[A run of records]

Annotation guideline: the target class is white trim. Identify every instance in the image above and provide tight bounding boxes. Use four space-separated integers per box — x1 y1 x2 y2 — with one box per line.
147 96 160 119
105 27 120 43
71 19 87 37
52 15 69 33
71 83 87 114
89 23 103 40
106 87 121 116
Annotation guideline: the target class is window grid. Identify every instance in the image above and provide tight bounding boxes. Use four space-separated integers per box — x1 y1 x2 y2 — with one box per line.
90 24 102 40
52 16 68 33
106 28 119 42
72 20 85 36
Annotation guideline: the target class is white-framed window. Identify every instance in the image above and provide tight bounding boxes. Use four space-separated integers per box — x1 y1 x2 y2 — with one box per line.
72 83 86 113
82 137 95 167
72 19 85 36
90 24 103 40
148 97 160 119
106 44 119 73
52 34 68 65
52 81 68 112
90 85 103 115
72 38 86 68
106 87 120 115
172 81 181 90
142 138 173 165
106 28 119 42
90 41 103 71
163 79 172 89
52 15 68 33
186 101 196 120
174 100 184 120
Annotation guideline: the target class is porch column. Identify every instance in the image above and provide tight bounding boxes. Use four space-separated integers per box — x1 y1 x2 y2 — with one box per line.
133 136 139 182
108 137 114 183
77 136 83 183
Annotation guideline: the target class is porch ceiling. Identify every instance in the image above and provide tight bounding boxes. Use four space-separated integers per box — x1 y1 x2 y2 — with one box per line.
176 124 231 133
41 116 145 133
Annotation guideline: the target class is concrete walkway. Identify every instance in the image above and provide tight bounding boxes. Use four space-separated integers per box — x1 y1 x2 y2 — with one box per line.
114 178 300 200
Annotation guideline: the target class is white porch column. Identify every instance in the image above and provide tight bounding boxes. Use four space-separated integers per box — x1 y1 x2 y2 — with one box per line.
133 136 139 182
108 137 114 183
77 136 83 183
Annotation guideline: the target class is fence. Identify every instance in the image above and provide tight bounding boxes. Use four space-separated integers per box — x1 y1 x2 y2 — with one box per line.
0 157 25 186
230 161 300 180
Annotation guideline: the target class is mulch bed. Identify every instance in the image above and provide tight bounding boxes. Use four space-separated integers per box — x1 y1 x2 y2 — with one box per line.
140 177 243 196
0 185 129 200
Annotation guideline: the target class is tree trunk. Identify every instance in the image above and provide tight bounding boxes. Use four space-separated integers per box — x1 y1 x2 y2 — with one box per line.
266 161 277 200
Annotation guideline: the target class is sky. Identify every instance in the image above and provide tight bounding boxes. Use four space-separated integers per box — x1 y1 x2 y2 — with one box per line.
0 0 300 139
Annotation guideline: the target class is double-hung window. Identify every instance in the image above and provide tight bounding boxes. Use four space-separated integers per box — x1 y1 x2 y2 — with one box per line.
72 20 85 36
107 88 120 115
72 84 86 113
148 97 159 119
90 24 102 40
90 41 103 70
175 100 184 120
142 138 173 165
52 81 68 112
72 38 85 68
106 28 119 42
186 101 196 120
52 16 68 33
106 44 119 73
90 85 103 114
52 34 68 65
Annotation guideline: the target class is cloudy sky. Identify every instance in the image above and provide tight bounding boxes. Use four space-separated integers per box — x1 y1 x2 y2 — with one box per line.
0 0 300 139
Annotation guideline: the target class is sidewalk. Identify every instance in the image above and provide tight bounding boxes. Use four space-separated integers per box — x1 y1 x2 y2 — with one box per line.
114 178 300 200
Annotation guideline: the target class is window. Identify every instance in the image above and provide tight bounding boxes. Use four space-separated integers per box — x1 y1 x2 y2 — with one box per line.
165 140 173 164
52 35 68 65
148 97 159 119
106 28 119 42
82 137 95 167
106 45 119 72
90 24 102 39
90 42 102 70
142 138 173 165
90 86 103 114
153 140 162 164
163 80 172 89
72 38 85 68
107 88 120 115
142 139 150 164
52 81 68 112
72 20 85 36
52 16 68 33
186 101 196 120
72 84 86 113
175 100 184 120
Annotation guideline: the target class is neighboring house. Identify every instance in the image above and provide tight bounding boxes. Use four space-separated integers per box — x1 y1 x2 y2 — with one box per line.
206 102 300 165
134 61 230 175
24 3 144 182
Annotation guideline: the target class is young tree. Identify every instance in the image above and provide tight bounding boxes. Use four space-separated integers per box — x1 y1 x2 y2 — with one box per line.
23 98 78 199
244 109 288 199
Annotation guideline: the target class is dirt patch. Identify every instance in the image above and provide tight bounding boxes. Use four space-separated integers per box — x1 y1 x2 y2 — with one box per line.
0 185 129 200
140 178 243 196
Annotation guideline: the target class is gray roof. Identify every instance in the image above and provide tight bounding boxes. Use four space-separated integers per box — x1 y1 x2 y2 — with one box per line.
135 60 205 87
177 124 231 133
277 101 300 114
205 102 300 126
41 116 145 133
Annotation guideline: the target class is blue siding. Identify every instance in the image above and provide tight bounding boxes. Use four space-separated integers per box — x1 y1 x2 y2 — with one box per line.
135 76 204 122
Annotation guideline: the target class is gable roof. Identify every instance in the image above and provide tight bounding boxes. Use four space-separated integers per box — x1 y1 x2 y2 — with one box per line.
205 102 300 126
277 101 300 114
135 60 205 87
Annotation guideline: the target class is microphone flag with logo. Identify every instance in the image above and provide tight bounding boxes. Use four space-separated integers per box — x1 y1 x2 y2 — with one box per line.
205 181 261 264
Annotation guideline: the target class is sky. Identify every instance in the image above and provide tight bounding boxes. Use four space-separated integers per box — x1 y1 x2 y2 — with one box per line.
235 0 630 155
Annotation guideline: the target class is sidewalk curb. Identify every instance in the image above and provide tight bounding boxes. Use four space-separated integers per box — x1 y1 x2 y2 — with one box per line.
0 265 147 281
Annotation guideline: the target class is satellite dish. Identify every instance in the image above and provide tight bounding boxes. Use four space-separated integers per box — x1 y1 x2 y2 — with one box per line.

◆ WHAT YOU SHOULD DO
Copy the records again, beginning at the line that has "Annotation guideline: the target class is young" and ending after the line that has "135 76 204 122". Shift every box coordinate up by adding 132, and keep all other text the same.

◆ RESPONSE TO THE TASK
Annotation guideline: the target class is young tree. Identify every instance in the image above and provide tight bounding boxes. Use four space-separated integers per box — x1 y1 x2 y2 — with one box per line.
155 230 210 331
376 241 420 331
Annotation guideline: the target class is dirt patch. Identify every instance in the image above and provide tight bounding boxes. Use four space-separated integers per box — x1 y1 x2 y2 — with one box per line.
132 317 261 332
272 310 375 328
Annotation guideline: the target class is gray roof. Identify every instance in the image above and provide tight bounding boxes. Use four space-separated integers per box — x1 y1 x2 y2 — with one box per line.
267 192 337 219
309 256 363 265
409 233 432 246
337 234 432 258
173 248 277 265
Annotation guideline: the target class is blue siding. Identify every instance in the image above and provide tight bounding boxes. Use four space-separated integers per box — x1 y1 x2 y2 — with one box per line.
267 208 336 254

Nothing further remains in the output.